Write out the following listing's lines from the one with "target = older man's dark suit jacket" to the one with "sample = <point>162,343</point>", exactly, with both included and no others.
--- DATA FOR THIS TASK Enclosed Below ---
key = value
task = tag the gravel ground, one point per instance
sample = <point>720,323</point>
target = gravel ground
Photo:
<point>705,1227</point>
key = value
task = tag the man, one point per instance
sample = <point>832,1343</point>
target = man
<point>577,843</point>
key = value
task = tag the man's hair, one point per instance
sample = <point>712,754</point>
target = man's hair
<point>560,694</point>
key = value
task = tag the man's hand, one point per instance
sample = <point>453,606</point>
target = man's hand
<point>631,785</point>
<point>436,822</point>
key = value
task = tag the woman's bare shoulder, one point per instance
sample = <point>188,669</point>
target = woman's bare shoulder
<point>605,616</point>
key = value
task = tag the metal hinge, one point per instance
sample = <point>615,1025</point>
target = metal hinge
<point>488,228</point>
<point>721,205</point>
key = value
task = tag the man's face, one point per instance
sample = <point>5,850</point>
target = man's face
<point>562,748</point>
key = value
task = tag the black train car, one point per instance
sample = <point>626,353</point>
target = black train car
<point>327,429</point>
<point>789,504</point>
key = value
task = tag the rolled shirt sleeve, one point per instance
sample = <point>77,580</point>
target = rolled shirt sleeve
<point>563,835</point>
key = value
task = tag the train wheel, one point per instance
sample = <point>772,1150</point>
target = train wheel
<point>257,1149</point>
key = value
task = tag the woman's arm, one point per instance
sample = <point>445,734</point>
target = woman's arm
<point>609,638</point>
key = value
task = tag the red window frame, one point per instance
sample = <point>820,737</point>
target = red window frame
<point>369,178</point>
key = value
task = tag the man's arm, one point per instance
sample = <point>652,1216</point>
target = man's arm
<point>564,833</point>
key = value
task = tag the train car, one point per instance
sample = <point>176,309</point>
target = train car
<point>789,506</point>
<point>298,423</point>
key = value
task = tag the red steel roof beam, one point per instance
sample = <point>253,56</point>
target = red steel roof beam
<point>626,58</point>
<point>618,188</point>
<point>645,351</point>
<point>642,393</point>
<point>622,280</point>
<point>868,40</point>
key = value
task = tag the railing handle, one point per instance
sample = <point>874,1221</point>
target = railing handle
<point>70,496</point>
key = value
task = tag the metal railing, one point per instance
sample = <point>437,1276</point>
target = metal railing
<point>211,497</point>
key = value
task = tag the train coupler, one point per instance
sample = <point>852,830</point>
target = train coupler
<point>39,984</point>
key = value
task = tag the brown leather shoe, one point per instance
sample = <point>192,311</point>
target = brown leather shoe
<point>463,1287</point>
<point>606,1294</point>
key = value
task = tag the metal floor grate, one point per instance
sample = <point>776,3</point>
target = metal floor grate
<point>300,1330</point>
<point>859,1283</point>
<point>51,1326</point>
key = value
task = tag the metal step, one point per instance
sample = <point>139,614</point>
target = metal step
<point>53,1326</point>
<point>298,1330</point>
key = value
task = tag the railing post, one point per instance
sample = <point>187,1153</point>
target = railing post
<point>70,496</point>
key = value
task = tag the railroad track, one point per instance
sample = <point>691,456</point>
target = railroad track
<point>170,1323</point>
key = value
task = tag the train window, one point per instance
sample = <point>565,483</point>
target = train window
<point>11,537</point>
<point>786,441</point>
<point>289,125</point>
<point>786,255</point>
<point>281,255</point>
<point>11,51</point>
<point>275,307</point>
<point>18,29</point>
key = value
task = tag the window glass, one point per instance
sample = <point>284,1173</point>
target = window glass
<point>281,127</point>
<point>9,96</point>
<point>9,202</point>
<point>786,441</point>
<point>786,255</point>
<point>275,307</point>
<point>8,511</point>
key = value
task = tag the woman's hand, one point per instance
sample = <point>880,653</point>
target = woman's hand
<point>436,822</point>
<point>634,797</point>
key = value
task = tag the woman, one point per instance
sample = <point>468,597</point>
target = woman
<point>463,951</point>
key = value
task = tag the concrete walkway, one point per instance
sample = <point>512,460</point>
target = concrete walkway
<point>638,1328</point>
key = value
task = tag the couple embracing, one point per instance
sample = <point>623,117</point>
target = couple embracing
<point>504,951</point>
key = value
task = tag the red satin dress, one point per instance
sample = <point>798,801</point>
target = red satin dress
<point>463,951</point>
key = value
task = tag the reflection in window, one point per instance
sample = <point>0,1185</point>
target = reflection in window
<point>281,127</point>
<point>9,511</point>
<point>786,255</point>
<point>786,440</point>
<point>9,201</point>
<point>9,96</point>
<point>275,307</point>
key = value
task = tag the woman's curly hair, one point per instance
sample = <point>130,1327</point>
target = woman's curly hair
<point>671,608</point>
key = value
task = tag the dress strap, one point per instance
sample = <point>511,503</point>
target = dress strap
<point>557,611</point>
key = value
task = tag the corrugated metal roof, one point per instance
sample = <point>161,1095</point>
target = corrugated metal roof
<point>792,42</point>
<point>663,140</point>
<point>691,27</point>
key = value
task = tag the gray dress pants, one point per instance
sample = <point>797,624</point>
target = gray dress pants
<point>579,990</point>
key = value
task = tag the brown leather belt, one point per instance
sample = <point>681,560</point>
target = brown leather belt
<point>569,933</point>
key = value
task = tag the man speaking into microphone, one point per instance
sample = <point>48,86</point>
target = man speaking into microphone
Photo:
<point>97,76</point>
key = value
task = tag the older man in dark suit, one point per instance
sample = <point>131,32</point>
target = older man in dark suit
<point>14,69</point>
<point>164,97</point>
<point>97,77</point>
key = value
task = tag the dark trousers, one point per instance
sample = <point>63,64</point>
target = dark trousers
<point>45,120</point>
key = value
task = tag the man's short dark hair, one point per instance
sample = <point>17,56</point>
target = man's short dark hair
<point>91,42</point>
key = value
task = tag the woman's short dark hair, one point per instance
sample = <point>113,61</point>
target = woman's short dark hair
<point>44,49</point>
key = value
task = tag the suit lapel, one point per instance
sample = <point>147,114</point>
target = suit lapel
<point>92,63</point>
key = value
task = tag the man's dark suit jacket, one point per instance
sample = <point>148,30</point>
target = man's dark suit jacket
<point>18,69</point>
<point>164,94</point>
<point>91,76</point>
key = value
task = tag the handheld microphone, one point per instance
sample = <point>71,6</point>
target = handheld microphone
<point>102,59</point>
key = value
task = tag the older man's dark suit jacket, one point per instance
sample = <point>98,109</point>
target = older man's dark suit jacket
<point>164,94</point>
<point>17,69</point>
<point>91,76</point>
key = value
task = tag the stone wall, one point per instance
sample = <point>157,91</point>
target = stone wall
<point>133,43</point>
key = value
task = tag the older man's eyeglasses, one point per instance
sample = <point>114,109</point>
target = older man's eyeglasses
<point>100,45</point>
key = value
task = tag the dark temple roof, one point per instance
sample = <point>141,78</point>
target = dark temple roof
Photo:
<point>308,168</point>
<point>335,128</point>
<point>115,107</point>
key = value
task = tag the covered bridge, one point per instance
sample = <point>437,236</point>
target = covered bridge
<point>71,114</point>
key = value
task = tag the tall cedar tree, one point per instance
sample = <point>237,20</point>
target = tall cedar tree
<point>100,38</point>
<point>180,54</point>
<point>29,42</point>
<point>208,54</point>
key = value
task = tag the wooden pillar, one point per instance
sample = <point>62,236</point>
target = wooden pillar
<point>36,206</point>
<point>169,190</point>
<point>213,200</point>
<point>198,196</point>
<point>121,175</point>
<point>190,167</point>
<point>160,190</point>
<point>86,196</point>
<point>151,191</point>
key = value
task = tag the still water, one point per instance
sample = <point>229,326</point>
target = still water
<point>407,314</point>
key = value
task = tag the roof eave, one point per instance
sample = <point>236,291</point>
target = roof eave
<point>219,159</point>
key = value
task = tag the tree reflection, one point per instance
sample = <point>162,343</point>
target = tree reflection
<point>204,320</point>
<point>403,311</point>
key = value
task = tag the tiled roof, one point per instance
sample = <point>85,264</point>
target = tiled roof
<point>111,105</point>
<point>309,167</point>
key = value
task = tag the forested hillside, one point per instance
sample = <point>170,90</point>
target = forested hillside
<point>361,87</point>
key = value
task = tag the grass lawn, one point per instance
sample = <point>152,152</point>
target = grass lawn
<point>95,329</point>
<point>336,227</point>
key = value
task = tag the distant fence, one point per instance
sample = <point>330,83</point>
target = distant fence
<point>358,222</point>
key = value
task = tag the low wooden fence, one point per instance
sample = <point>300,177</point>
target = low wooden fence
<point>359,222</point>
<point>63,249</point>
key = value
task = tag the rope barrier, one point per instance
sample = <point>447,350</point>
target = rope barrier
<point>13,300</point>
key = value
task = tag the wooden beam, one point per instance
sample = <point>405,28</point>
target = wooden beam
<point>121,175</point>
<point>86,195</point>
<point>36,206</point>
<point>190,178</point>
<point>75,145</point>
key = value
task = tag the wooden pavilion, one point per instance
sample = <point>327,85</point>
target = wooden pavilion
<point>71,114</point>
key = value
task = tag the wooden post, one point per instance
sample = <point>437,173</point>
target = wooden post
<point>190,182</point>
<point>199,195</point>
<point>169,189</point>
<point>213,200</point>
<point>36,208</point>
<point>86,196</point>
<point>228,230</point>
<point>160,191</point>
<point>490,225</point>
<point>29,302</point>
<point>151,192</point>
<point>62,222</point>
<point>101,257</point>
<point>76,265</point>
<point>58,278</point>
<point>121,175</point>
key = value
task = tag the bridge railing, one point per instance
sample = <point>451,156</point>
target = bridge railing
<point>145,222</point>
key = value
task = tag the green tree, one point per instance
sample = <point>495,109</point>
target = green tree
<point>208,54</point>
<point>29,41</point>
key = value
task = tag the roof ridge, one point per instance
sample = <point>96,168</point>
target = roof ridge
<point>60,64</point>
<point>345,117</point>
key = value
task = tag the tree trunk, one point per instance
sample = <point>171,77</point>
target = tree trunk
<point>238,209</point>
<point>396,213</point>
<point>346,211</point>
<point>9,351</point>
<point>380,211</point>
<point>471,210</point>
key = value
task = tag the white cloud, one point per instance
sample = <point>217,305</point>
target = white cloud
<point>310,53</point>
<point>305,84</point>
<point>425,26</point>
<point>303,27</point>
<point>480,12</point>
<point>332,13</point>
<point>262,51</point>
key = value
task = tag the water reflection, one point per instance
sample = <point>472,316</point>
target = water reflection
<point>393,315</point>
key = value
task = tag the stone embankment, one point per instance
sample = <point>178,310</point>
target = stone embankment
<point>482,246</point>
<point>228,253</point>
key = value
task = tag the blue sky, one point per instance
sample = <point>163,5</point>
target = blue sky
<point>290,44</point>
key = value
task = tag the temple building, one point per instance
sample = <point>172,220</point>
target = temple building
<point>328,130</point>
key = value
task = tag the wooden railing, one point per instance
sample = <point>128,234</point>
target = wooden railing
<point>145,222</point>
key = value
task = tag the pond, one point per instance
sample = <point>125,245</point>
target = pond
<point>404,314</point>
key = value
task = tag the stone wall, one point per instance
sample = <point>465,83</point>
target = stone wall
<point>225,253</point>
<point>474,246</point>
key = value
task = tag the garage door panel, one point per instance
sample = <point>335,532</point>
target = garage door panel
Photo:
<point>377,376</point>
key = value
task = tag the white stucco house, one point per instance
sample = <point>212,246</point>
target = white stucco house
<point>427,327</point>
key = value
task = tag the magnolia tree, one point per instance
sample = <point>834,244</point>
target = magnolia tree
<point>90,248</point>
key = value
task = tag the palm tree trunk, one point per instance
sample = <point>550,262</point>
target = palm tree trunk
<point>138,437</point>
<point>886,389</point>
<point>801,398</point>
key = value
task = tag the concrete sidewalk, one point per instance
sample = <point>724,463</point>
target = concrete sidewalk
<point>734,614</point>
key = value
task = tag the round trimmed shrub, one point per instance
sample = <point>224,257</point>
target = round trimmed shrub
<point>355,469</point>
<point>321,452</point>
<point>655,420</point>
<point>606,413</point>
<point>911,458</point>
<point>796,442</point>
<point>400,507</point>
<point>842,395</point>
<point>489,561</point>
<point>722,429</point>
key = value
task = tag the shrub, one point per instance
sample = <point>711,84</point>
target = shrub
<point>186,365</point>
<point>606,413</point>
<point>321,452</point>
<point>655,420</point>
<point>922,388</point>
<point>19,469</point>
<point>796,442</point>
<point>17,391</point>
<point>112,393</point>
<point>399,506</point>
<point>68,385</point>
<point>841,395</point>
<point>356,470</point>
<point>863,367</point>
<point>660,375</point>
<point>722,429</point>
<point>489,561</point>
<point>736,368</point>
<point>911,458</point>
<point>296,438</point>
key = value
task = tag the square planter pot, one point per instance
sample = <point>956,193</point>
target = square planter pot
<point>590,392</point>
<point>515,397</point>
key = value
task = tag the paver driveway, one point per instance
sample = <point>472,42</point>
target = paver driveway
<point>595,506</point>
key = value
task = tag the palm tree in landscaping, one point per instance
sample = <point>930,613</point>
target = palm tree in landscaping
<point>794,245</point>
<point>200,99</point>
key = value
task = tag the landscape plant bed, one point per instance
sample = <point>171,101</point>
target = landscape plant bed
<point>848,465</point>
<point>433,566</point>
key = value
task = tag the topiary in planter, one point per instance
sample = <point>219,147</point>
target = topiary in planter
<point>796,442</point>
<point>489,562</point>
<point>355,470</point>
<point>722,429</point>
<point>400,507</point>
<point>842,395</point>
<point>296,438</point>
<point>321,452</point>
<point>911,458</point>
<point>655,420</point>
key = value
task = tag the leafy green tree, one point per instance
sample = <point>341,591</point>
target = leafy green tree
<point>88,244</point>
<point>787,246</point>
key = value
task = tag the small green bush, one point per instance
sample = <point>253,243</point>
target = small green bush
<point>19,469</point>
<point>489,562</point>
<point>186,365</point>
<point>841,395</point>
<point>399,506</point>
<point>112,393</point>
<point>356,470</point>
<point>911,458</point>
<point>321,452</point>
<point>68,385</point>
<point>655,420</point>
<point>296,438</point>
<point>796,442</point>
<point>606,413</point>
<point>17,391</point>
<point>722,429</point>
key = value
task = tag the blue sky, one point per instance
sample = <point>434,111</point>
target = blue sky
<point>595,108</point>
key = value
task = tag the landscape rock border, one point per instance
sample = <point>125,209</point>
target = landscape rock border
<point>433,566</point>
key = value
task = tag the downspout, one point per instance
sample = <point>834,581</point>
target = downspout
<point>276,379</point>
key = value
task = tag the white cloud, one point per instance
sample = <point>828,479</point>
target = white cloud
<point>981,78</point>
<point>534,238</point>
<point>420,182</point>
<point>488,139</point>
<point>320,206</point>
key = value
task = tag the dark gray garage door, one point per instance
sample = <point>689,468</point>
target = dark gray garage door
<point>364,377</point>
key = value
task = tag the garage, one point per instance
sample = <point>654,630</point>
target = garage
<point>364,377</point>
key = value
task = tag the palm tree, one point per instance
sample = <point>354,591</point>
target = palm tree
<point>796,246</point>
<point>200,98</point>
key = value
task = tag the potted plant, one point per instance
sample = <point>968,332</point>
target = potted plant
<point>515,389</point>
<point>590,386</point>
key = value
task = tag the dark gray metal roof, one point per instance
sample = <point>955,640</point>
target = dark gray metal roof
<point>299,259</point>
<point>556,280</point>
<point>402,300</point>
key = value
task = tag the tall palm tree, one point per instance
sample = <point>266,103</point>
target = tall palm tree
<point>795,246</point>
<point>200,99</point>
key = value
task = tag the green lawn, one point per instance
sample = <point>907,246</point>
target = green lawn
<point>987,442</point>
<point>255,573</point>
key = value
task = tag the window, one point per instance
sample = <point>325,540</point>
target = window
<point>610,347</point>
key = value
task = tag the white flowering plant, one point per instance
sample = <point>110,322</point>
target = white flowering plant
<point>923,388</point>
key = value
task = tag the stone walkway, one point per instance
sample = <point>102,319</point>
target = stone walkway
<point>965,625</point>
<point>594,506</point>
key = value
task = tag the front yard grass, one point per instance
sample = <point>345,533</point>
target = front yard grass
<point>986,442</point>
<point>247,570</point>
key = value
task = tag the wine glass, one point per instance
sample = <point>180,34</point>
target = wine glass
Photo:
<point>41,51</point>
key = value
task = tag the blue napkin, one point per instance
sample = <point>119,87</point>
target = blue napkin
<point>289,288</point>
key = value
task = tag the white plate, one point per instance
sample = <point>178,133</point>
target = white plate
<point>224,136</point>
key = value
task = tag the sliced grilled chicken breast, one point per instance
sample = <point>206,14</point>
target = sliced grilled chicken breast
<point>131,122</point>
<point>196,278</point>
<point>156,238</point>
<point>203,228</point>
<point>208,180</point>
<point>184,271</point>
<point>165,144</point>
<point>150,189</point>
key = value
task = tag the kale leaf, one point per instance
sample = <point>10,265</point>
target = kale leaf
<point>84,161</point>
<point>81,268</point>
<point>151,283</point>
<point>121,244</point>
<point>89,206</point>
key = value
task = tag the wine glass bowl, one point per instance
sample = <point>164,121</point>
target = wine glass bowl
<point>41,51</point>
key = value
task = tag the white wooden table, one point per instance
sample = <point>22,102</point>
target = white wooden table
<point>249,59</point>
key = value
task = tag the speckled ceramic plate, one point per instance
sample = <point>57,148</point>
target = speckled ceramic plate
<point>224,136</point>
--- End of Enclosed DATA FOR THIS TASK ---
- _TASK RESULT_
target = older man's dark suit jacket
<point>164,94</point>
<point>17,69</point>
<point>91,76</point>
key = value
task = tag the stone wall, one point per instance
sample = <point>157,91</point>
target = stone wall
<point>133,43</point>
key = value
task = tag the older man's eyeglasses, one point per instance
sample = <point>114,109</point>
target = older man's eyeglasses
<point>100,45</point>
key = value
task = tag the dark temple roof, one point per instance
sample = <point>141,78</point>
target = dark temple roof
Photo:
<point>308,168</point>
<point>335,128</point>
<point>115,107</point>
key = value
task = tag the covered bridge, one point per instance
sample = <point>437,236</point>
target = covered bridge
<point>71,114</point>
key = value
task = tag the tall cedar tree, one point per instance
sample = <point>237,20</point>
target = tall cedar tree
<point>100,38</point>
<point>180,54</point>
<point>29,42</point>
<point>208,54</point>
key = value
task = tag the wooden pillar, one point per instance
sample = <point>62,236</point>
target = wooden pillar
<point>36,206</point>
<point>169,190</point>
<point>213,200</point>
<point>198,196</point>
<point>121,175</point>
<point>190,167</point>
<point>160,190</point>
<point>86,196</point>
<point>151,191</point>
key = value
task = tag the still water, one point per instance
sample = <point>229,326</point>
target = still water
<point>407,314</point>
key = value
task = tag the roof eave, one point per instance
sample = <point>236,291</point>
target = roof eave
<point>219,159</point>
key = value
task = tag the tree reflection, one point per instance
sample = <point>162,343</point>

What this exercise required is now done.